## Point labeling examples
[start]

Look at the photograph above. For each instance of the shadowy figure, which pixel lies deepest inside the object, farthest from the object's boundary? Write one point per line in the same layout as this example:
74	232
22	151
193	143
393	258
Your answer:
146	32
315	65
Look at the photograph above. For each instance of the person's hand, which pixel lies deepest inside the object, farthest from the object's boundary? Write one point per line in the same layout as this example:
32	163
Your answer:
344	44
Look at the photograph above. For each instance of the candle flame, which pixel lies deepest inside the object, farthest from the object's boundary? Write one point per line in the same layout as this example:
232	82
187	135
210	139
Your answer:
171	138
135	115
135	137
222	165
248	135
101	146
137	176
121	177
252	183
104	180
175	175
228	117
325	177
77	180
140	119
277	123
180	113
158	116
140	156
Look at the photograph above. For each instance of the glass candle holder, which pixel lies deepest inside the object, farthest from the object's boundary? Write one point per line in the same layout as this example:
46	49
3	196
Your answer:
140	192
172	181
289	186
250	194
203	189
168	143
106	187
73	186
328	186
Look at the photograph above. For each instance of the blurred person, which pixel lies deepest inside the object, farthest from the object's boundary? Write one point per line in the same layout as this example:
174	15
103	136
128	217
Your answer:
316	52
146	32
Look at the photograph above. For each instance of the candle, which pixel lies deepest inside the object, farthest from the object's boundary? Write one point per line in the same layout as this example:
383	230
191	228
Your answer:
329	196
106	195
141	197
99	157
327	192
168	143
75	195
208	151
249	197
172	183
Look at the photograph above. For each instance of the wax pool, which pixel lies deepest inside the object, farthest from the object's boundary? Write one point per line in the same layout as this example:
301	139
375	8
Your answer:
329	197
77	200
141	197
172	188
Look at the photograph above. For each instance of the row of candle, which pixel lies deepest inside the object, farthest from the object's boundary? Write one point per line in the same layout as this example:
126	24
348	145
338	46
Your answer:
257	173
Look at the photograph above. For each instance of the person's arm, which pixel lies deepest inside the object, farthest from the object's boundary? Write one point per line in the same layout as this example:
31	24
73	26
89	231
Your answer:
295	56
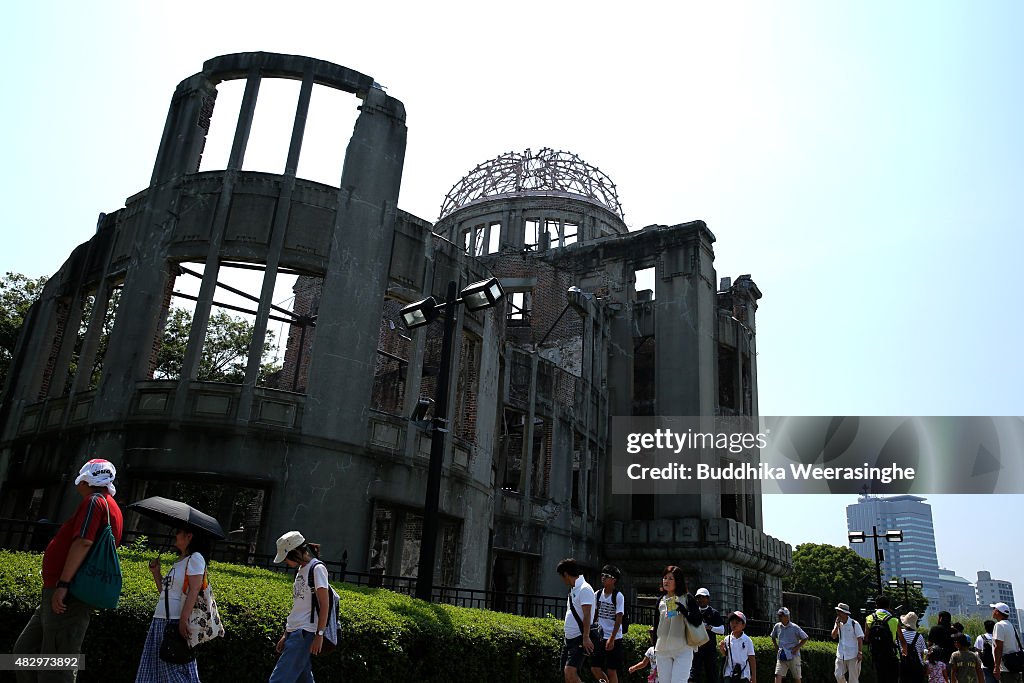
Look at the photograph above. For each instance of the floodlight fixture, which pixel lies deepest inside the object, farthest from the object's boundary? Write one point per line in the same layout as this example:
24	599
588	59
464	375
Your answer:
422	312
483	294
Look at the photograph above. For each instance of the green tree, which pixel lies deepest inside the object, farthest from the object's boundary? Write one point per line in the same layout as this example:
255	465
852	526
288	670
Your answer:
906	599
832	572
224	351
17	293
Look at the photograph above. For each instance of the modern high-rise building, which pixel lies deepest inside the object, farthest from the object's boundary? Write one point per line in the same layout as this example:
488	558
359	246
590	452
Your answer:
956	595
991	591
914	558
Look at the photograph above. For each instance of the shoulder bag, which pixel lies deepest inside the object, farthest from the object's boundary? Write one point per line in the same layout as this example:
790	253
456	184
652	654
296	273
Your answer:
204	620
97	582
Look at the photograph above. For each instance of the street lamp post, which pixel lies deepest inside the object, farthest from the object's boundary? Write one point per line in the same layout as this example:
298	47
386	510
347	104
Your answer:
906	584
475	297
892	536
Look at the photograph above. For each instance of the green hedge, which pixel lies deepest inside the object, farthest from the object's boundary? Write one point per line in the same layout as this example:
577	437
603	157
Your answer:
387	636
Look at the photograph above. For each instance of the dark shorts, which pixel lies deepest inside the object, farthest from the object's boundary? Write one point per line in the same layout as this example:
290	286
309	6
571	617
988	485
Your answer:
572	653
608	659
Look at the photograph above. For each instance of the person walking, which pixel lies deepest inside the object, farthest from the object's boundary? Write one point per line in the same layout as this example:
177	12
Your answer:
303	635
737	650
579	611
1006	641
609	605
58	625
941	636
675	655
849	649
885	646
787	638
911	665
984	645
706	658
178	591
965	666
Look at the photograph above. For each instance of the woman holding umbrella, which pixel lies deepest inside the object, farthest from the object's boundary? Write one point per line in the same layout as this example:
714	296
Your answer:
178	591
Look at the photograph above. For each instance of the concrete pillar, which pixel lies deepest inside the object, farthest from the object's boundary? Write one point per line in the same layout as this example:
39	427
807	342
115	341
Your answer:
356	273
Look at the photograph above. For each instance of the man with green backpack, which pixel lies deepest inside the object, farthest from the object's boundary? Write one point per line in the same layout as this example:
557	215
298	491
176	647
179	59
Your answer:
58	625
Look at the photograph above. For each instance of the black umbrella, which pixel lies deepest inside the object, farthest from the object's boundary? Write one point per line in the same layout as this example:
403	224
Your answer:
179	515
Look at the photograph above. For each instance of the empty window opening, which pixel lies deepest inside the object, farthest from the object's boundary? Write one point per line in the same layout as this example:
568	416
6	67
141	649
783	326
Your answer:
748	392
61	310
570	233
466	388
110	314
229	329
494	238
329	127
280	321
451	547
380	540
578	472
176	315
645	281
307	291
521	376
395	538
513	423
431	365
222	125
542	457
87	303
271	128
520	304
532	235
482	239
727	372
412	534
551	233
644	377
393	347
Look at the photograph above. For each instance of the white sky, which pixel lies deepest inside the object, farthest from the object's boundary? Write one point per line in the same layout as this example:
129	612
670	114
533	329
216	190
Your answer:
862	161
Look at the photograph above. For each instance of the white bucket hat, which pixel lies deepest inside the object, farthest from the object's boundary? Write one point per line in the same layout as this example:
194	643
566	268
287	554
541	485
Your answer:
98	472
288	543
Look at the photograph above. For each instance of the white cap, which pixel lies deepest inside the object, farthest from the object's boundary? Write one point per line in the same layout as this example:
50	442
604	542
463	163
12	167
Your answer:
288	543
98	472
1001	606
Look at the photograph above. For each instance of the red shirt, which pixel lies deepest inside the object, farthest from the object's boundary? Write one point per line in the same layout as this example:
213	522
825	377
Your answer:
88	520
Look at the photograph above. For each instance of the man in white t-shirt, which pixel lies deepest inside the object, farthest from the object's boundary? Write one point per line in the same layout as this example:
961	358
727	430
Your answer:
305	628
1005	641
608	654
849	649
579	608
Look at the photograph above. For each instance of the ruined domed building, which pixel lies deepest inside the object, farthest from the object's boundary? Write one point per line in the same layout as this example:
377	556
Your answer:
332	438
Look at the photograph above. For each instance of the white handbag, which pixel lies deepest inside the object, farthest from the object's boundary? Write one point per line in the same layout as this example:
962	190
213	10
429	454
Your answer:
204	621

[end]

## SHORT EXERCISE
Output the full set of records above without changing a word, and drop the images.

## RESULT OF THE EXERCISE
Look at the photograph above. For each instance of the shadowy figure, which pixel lies deepest inside the object, farthest from the object's boundary? Write one point per line in the same layout as this example:
74	232
22	151
193	143
393	258
Your answer:
146	32
315	65
Look at the photograph above. For each instance of the person's hand, which pixel lies deepest inside the object, farthest from the object's boundary? Write one point per line in the same layout as this example:
32	163
Your answer:
344	44
Look at the photograph above. For each instance of the candle flame, which pixel lies deepest inside the object, farthest from the object's boundary? Write one point per line in the same layout as this example:
232	82
187	135
210	139
Your answer:
171	138
135	115
135	137
222	165
248	135
101	146
137	176
121	177
252	183
104	180
175	175
228	117
325	177
77	180
140	119
277	123
180	113
158	116
140	156
Look at the photograph above. For each instance of the glass candle holder, which pixel lies deepest inside the object, farthest from the object's boundary? Write one point per line in the same layout as this example:
46	49
3	196
Your answer:
140	192
172	181
289	186
250	194
203	189
168	143
106	187
73	186
328	186
Look at the photograph above. For each instance of the blurred person, which pixel lies deepest inside the object, farthest from the object's boundary? Write one point per line in the same layout as this example:
174	15
103	136
128	217
Your answer:
316	52
146	32
Look at the photograph above. For each instance of the candle, which pixel lies deepest inside the object, farthest from the object's boundary? Write one point per line in the same layout as this example:
383	230
191	228
Your answer:
329	196
106	195
141	197
99	157
327	192
168	143
75	195
208	151
249	197
172	183
Look at the photograph above. For each instance of the wax pool, which pixel lies deepest inside the object, farthest from the object's boundary? Write one point per line in the same layout as this example:
301	139
375	8
Your answer:
329	197
77	200
141	197
172	188
Look at the photograph above. For each instance of the row of candle, which pixel lies deepest inside the object, farthest from the object's boundary? Write one point per line in the same layout as this example:
126	24
348	145
338	46
Your answer:
257	173
Look at the photograph above. For each instance of the person's arm, which pixel lies deepest inside the object, farthest from the object's boundary? Write one point per line in the same layout as this example:
31	24
73	26
89	231
Your answer:
295	56
Look at the photograph above. For each instance of the floodlight fixture, which pixel lies deepest inside the object, farthest from the object's boundary? Write one point per line in the same layout as this example:
24	599
588	59
464	375
Your answer:
422	312
483	294
Look at the photograph above. For each instance of the green tree, which pixel lies deepest inside the object, farthest from the object's boundary? Write one point per line in the same layout as this example:
255	465
852	526
288	670
Your answer:
906	599
832	572
224	351
17	293
Look at the photograph above. For each instance of the modern high-rise building, which pixel lies deepest inside the object, farthest from the object's boundary? Write one point per line in the same layout as this example:
488	558
359	246
590	452
Your answer:
956	595
991	591
914	558
Look at the photograph above. For each instance of the shoulder bag, which pixel lies deepest inside the object, farthest from the object's boundary? Write one point per line in the same layout as this example:
790	253
456	184
652	654
296	273
Your answer:
204	620
97	582
Look at the photograph above. For each instance of the street lamp post, which pixel lies deepest inside the object, farthest from the object's boundary? Write one point per line in the same layout as this example:
298	47
386	510
347	104
Your answer:
906	584
475	297
892	536
Look at the photograph above. For each instance of the green hedge, which pixel lies deepest inside the object, farthest from the object's boundary? Write one point per line in the same layout as this example:
577	437
603	157
Your answer:
387	636
Look at the photograph above. For each instance of the dark shorts, which pixel lies deepest inside the object, farthest from the object's boundary? Write one point per line in the same layout as this example:
290	286
309	6
571	617
988	485
Your answer:
572	653
608	659
Look at the photograph above. For each instance of the person walking, which pixel lies deepest inside the object, farthest from the object's boundary? Write one point per line in the same layout as this example:
177	12
Your answer:
303	635
737	650
579	611
1006	641
609	605
58	625
941	636
675	655
849	649
885	646
787	638
911	665
984	645
706	658
178	591
965	666
Look at the photograph above. For each instance of the woman holding umbrella, which pixel lies deepest inside the object, farthest from the object's boundary? Write one point per line in the same layout as this example:
714	296
Your answer:
178	591
Look at the photograph above. For each instance of the concrete pillar, which pixel lies deepest inside the object, farthest from the object's boundary? Write one point per line in the same layout as this example:
39	427
807	342
115	341
Your answer:
356	273
Look at the photograph above. For each instance of the man with green backpack, which pixel lies deepest inside the object, farthest from the object's boundary? Write one point per line in the same layout as this example:
557	215
298	491
176	647
179	59
Your answer:
58	625
Look at the photograph above. For each instance of the black umbrella, which pixel lies deepest inside the object, farthest from the object's boundary? Write one point per line in the same layout as this example:
403	224
Your answer:
179	515
Look at the photograph above. For each instance of the empty window opening, which pixel lies deepest inside the object, farthest from the object's boundary? Write one point per line in the same layout as this example:
568	416
6	67
141	649
783	326
Your answer:
748	392
61	310
570	233
466	388
110	314
229	329
494	238
329	127
280	321
451	547
380	540
578	472
176	315
645	281
307	291
521	376
395	538
513	423
431	365
222	125
542	457
87	303
271	128
520	304
532	235
482	239
727	372
412	534
551	233
644	377
393	347
Look at the photograph above. For each instance of the white sky, which pixel lies deepest inside the object, farthest from the object's boundary? Write one point per line in the same layout as this example:
129	612
670	114
533	329
216	190
Your answer:
862	161
Look at the photograph above. For each instance of the white bucket hat, which pixel lies deepest inside the object, farthest from the object's boundary? Write one point per line in the same layout as this example:
194	643
566	268
287	554
541	485
Your answer:
98	472
288	543
Look at the photograph above. For each instance of the white cap, which pixel lies deepest inside the object, farthest from the object's boundary? Write one point per line in the same layout as this example:
50	442
604	542
463	163
12	167
Your answer:
288	543
98	472
1001	606
Look at the photograph above. For each instance of the red shirt, which pixel lies deepest inside the object, farthest from the object's boundary? Write one point per line in the same layout as this example:
213	522
825	377
Your answer:
88	520
Look at the photograph above. For each instance of the man in white t-shirt, which pixel lies deepest inside the object, farthest from the object's boundary? Write one point per line in the same layout as this example:
961	358
727	430
Your answer:
305	628
1005	641
608	654
849	649
579	608
Look at the photograph above. For each instance of the ruined domed building, which pixel lies deepest inside the object, farthest from the object's boundary? Write one point per line in the same layout as this example:
377	556
Your answer:
332	438
Look at the photograph above. For each instance of the white handbag, which pixel lies deepest inside the object, farthest from the object's boundary? Write one point per line in the same layout as this example:
962	190
213	10
429	454
Your answer:
204	621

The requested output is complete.